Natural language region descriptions
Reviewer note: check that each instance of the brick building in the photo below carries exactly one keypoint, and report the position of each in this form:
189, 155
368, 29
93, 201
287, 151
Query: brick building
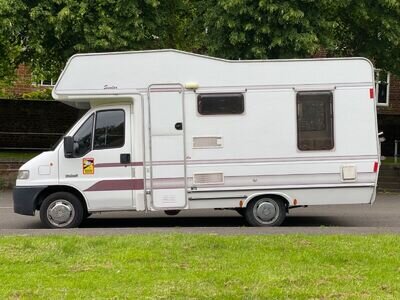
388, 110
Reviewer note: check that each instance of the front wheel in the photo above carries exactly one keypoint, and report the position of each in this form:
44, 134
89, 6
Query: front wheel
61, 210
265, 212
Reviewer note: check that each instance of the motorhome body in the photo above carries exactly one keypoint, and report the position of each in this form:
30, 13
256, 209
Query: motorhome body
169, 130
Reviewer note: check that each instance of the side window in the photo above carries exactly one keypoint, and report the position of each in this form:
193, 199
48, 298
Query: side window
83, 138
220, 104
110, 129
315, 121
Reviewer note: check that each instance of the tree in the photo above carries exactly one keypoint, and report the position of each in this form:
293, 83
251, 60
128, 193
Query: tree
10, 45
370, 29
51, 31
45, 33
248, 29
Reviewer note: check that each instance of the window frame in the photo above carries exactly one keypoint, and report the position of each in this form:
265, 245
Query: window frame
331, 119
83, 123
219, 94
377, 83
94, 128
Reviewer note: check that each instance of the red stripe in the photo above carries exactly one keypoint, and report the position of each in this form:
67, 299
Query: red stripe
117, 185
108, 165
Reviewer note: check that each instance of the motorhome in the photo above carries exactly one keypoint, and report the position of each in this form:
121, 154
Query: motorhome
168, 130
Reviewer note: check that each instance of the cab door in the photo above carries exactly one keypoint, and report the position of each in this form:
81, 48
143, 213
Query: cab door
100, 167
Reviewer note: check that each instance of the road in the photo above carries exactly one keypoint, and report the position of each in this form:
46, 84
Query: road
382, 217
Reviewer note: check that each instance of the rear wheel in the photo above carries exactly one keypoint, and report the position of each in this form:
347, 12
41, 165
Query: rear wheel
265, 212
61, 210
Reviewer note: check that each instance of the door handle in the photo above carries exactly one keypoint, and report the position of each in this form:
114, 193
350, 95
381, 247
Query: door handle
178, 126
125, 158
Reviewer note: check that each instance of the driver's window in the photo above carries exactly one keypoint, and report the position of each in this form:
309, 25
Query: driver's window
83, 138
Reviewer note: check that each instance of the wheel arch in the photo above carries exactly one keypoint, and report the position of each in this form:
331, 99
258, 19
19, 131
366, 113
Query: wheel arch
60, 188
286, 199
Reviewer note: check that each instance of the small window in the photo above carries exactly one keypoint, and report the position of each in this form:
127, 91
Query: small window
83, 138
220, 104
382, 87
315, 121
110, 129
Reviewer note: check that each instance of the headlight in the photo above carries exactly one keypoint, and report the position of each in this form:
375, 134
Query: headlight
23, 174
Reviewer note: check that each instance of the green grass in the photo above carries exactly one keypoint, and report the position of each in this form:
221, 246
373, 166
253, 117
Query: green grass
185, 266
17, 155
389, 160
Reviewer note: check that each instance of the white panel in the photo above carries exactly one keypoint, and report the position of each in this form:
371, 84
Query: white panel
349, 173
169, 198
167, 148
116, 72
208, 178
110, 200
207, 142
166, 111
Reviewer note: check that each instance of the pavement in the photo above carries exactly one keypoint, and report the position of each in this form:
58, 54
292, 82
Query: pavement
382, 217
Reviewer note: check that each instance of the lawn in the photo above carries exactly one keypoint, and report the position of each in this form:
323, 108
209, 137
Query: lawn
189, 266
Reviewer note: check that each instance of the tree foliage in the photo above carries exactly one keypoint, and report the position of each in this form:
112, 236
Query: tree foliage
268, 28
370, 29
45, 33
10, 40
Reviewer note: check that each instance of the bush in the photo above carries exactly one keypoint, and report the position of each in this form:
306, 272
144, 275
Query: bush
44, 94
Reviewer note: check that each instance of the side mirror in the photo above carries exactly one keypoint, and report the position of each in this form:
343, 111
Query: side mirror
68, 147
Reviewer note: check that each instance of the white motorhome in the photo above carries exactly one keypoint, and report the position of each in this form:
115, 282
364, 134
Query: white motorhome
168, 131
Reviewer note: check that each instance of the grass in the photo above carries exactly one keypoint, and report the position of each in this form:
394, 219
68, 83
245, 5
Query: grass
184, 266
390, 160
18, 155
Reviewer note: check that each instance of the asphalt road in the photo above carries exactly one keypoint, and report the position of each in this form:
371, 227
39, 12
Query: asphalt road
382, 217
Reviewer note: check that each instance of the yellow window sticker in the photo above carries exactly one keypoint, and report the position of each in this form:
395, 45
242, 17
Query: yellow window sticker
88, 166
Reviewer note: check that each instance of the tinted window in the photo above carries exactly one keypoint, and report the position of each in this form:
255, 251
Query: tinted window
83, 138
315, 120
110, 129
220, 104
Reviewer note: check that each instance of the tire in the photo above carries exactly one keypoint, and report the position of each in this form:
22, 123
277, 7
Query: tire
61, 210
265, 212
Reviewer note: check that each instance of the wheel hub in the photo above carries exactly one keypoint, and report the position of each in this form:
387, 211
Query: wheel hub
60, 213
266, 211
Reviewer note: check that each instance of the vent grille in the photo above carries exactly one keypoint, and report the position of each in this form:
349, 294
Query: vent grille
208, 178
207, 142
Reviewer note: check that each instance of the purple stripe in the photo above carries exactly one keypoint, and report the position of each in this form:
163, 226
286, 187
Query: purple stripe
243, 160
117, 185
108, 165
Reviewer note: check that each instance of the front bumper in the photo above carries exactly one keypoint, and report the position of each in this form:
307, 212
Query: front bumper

→ TASK ITEM
Once the pictures are set aside, transcribe the remaining lines above exactly.

→ TASK RESULT
Reviewer note: check that each instance of the brick building in the photo below carries exactly one keypoint, and report the position of each in this form:
189, 155
368, 29
93, 201
287, 151
Query: brick building
388, 110
Reviewer note: check that each instance of the front wheel in the photo above carries exactly one keypoint, and report the position of each in this form:
44, 134
89, 6
Query: front wheel
61, 210
265, 212
Reviewer note: check that each instance of the motorhome body in the photo above carries exactly one keypoint, and report the position of each in this form:
30, 13
256, 209
Query: motorhome body
169, 130
Reviewer note: check that each instance of the side window in the photo above carries exactly one keypoint, and report the position of each in this form:
193, 199
48, 298
Query: side window
83, 138
220, 104
110, 129
315, 121
Reviewer note: check that each instance of the tree in the photo above carries exactly one keypoint, and report the position of each in this form:
293, 83
251, 60
128, 193
Query: tree
10, 45
370, 29
51, 31
45, 33
248, 29
Reviewer note: check that each instance of the window frame in the photo above carries exactly one keypoint, and report the position of each in this form:
265, 245
Query: window frame
331, 119
83, 123
219, 94
377, 83
94, 128
Reviewer note: check that each instance of the red stripe in the photo above carries exactly one keypoint, and report the position of each in this form:
67, 299
Query: red stripe
117, 185
108, 165
Reviewer note: check that each instance of the motorhome in the photo above carries exactly one keypoint, and report the position of each in this form:
121, 154
Query: motorhome
168, 130
Reviewer note: check that each instance of the cab door in the photo above carries exactly one keypoint, and report the position of each in this form:
81, 48
143, 213
Query: cab door
100, 167
Reviewer note: check that each instance of the road in the photo above carries exactly one keypoint, and report the position of each in this form:
46, 84
Query: road
382, 217
Reviewer note: check that each instance of the rear wheel in the photo above carries exactly one keypoint, and report the position of each in this form:
347, 12
41, 165
Query: rear wheel
265, 212
61, 210
Reviewer note: check that each instance of the door handle in the photo above carries exactly one keypoint, and report the position of each in this form:
114, 193
350, 95
381, 247
Query: door handle
178, 126
125, 158
Reviewer note: check that each instance of the driver's window in the photo above carries exactly one keypoint, and report the position of each in this form:
309, 25
Query: driver's window
83, 138
Reviewer note: check that each instance of the wheel arch in the photo above carries exactly one keypoint, and report the position of each in this form:
331, 99
258, 19
19, 131
366, 113
Query: wheel arch
60, 188
286, 199
Reviewer note: check that each instance of the small window in the photo above carries exactly one keypoint, and report the position of each in this form:
127, 91
Query: small window
83, 138
220, 104
382, 87
315, 121
110, 129
Reviewer note: check that each instance of the headlight in the photo above carries exactly one keypoint, and report the position of each in this form:
375, 134
Query: headlight
23, 174
Reviewer note: check that each instance of the green grass in the photo above carries exactly one keypoint, and report the position of each in this form:
221, 246
373, 166
253, 117
Query: green grass
185, 266
17, 155
389, 160
Reviewer note: check that each instance of the white panel in the photo above carries exactly one keypoint, and report the position of each in this form:
371, 84
Query: white panel
349, 173
169, 198
167, 148
116, 72
208, 178
110, 200
207, 142
166, 111
Reviewer note: check that each instance of the pavement in the photo above carries exactly one keypoint, and report the position of each in this form:
58, 54
292, 82
Query: pavement
382, 217
Reviewer note: check that each instance of the lawn in the photo above carries exactly one keypoint, and report the position of each in this form:
323, 108
209, 137
Query: lawn
189, 266
Reviewer note: check that each instance of the tree foliage in the photo above carries exactly one keypoint, and report the position of each in this form:
112, 236
Query: tree foliage
268, 28
370, 29
45, 33
10, 40
Reviewer note: check that each instance of the bush in the photo above carries exactly one keypoint, and report the position of each in this form:
306, 272
144, 275
Query: bush
44, 94
Reviewer note: check that each instance of the side mirror in the photo above carries exactly one keypoint, and report the position of each in this form:
343, 111
Query: side mirror
68, 147
Reviewer note: check that each instance of the white motorhome in the photo above carries exactly one keypoint, and report the position of each in this form:
115, 282
364, 134
Query: white motorhome
168, 131
Reviewer note: check that each instance of the grass in the photo above carries exactly one keypoint, and report the position of each in this form:
394, 219
68, 83
245, 5
Query: grass
184, 266
390, 160
18, 155
Reviewer note: check that each instance of the asphalt road in the photo above carries exactly one keypoint, and report the position of each in this form:
371, 227
39, 12
Query: asphalt road
382, 217
Reviewer note: check that each instance of the yellow window sticker in the photo above carries exactly one keypoint, and report the position of each in this form:
395, 45
242, 17
Query: yellow window sticker
88, 166
Reviewer note: check that each instance of the tinted window in the photo above carries exactly one keypoint, and report the position of each in this form:
255, 251
Query: tinted window
83, 138
315, 120
110, 129
220, 104
Reviewer note: check that each instance of the tire in the photo above carries exactly one keypoint, and report the position of each in this form:
22, 123
277, 7
Query: tire
61, 210
265, 212
Reviewer note: check that each instance of the wheel hub in the photo above carries exactly one keypoint, and report the position of each in this form:
387, 211
Query: wheel hub
60, 213
266, 211
Reviewer note: check that each instance of the vent grille in the photo above carries exactly one keypoint, and report the position of each in this form:
349, 294
Query: vent grille
208, 178
207, 142
Reviewer note: check that each instance of the purple stripe in the photo above carries exactly one keypoint, and report the position of each in this form:
163, 226
286, 187
Query: purple stripe
243, 160
117, 185
108, 165
Reviewer note: check that each instance of the front bumper in the photo above carries exactly one keypoint, and report the position of each in this form:
307, 212
Query: front bumper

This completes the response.